▶ **Extrait du document**:
Au départ, un désir physique : les doigts palpitent, ça fourmille dans les mains, les bras, les épaules, les jambes... Traduire ne serait-ce que quelques pages, entendre le texte, le faire résonner, exister en français… Sans cela, rien. Sans le désir, je ne veux pas traduire. Pourquoi ce besoin impérieux, ce sentiment d’impatience ? Où est-ce que cela se noue entre ma subjectivité, les textes d’autres que moi et leur entrée dans mon corps ? En quel endroit du corps : cœur, poitrine, cerveau, entrailles, cheveux … ? Quelle est la topographie de mon désir traductif ?

Hier, en traduisant, m’est apparu qu’en russe on tombe
« amoureuse jusqu’aux oreilles », en allemand ce sont
même « les deux oreilles »
tandis qu’en français, c’est « jusqu’au bout des ongles ».

Et surtout, pourquoi cette soif physique de rencontre : laper le texte avec sa propre langue, le palper de ses mains, le parcourir de ses doigts, le sculpter comme une chair ? S’y introduire, farfouiller dans sa structure, dérégler l’ordre des mots dans la phrase, s’en prendre à sa respiration : la ponctuation…  Si le texte est un corps, serait-ce comme pénétrer le corps d’un autre pour y déplacer des organes ? Comment en faire une opération suffisamment délicate, un geste d’amour ; ne rien abîmer, le laisser intact ?

*

Galina Rymbu, la poétesse que je traduis en ce moment, documente les réalités sociales de son pays, tout en mettant en évidence la condition féminine en Russie. L’autrice a le même âge que moi. Elle a fait des études de philosophie, milite dans des milieux féministes, publie dans des revues de poésie. Moi aussi. Mais Galina Rymbu a grandi à Omsk, en Sibérie, dans une banlieue ouvrière. Elle et sa famille ont été frappées de plein fouet par la misère des années ’90, consécutive à la chute du régime soviétique. Elle trouve une langue pour écrire cette réalité que je ne connais pas, que je ne peux pas connaître; mes parents ayant fui le pays pour m’éviter de la connaître. Une femme de ma génération, partageant avec moi des questionnements sur le genre, écrivant dans la langue de mon enfance sur la réalité d’un pays que je connais sans le connaître (ou que je ne connais pas tout en le connaissant). Le familier et l’étranger. Ce qui m’est proche et résolument lointain.

Traductrice et écrivaine, il me semble que cette proximité teintée de distance ou cette étrangéité proche, conditionne le choix des textes que je désire traduire. La poésie de Galina Rymbu1 m’apparaît comme un vase communicant avec ma pratique. Elle creuse des questions que je creuse aussi, mais en parlant depuis un autre lieu. Je constate que c’est souvent le cas des autrices et auteurs que je traduis. Le désir de traduire, c’est aussi cela pour moi : l’appel du texte de l’autre, le besoin qu’il me bouscule. Et parfois aussi que ce rapport à l’autre impulse et déclenche mon propre texte. Les questions que je me pose en écrivant, je tente d’y répondre en dialoguant avec d’autres.

▶ **Données fournies**:
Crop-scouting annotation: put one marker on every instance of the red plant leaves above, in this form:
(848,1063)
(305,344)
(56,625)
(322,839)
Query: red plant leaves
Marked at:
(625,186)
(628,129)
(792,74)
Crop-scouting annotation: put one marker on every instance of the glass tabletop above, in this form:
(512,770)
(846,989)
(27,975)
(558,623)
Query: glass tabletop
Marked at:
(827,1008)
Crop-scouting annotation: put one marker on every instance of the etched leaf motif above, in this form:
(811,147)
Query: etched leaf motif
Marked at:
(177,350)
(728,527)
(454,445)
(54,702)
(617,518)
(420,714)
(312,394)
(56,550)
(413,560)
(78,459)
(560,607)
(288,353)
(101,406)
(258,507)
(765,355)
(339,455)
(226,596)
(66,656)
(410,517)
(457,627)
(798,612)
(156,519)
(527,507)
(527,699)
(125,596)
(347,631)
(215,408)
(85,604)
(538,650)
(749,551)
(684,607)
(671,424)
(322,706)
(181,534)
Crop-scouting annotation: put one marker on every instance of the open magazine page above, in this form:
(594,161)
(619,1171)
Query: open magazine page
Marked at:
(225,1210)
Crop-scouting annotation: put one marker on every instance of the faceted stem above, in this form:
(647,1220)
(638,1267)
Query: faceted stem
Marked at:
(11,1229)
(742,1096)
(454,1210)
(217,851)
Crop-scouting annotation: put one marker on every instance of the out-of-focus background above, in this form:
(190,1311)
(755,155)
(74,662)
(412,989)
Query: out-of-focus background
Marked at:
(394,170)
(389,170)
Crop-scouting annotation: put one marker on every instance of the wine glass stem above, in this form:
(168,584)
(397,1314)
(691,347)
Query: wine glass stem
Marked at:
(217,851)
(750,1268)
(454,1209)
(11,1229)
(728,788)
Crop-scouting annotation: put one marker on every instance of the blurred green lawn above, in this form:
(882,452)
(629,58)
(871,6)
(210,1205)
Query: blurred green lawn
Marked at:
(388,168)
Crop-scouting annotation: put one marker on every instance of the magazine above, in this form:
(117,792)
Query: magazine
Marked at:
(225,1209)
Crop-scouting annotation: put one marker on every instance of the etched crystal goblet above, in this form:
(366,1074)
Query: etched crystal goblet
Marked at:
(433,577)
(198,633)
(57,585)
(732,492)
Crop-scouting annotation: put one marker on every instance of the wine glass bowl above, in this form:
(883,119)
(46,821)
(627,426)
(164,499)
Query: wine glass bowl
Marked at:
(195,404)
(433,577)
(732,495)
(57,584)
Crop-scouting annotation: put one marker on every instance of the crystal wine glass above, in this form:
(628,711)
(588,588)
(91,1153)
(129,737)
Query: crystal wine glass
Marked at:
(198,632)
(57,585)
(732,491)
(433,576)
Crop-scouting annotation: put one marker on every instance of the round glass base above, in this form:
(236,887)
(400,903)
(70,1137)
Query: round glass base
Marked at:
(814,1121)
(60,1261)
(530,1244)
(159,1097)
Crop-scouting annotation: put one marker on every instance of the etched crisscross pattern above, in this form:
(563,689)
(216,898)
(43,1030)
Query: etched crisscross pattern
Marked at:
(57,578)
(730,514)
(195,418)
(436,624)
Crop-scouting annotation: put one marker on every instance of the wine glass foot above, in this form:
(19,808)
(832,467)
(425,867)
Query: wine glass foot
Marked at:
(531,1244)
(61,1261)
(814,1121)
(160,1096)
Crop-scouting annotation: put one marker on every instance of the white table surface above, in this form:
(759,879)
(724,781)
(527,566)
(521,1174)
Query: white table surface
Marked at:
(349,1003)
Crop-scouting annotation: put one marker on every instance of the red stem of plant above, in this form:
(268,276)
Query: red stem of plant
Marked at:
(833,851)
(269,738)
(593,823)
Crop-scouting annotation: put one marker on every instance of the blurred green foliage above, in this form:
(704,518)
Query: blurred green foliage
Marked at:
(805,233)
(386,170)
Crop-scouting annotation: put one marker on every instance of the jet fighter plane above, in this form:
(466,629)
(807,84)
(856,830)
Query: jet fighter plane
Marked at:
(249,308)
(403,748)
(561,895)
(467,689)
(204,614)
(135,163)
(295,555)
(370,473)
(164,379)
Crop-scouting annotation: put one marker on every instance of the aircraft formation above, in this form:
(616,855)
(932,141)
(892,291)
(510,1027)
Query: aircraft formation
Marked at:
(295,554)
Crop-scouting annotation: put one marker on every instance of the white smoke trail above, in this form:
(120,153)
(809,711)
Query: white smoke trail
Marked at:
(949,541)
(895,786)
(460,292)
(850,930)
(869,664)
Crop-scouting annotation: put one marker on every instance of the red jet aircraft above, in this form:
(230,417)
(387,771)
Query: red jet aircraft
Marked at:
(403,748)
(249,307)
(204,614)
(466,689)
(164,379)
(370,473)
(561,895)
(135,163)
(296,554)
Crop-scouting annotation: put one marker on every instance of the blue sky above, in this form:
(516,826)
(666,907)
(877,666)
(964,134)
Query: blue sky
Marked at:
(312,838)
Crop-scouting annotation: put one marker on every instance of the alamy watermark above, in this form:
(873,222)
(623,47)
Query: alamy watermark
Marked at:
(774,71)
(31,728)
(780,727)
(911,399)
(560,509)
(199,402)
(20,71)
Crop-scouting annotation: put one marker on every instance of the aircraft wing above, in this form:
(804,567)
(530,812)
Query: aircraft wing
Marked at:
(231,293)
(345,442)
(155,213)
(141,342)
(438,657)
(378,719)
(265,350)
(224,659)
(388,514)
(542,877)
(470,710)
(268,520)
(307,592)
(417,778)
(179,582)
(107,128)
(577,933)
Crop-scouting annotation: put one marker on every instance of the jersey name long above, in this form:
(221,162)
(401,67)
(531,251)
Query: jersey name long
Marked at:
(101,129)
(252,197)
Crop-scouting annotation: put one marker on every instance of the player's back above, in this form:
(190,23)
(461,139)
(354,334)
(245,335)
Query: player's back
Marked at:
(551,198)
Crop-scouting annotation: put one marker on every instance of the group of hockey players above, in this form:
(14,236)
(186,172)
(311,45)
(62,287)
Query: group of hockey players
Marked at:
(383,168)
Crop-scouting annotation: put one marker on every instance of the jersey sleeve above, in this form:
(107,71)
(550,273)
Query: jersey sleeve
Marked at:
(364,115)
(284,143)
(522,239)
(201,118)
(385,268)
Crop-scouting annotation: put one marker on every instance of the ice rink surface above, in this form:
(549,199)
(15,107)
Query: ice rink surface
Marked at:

▶ **Liste des tâches**:
(a) D'après l'extrait sur le désir de traduire, où Galina Rymbu a-t-elle grandi ?
(b) Reprenez l'extrait sur le désir de traduire et poursuivez-le après sa dernière phrase.

▶ **Réponses par tâche**:
(a) À Omsk, en Sibérie, dans une banlieue ouvrière.

(b)
J’observe la même chose avec Senthuran Varatharajah et Quand les signes affluent (Vor der Zunahme der Zeichen, Fischer, 2016), un roman épistolaire qui est aussi une méditation philosophique sur l’exil. D’origine tamoule, Senthuran Varatharajah est arrivé en Allemagne en tant qu’immigré dans l’enfance, avec ses parents. Pour l’écriture de ce livre, il a puisé dans un ensemble de souvenirs et d’expériences autobiographiques qui ont des points de résonance avec les miennes. Tout en commençant à le traduire, je finissais d’écrire un livre qui s’intitule Silences d’exils. Des questions semblables s’esquissent dans ce livre, à travers des formes littéraires différentes. Elles concernent la perte de la langue maternelle, le rapport au mutisme, le silence de l’exilé à la parole cousue, incapable de témoigner de son expérience entre les rives, entre les mondes, qui déborde sa langue.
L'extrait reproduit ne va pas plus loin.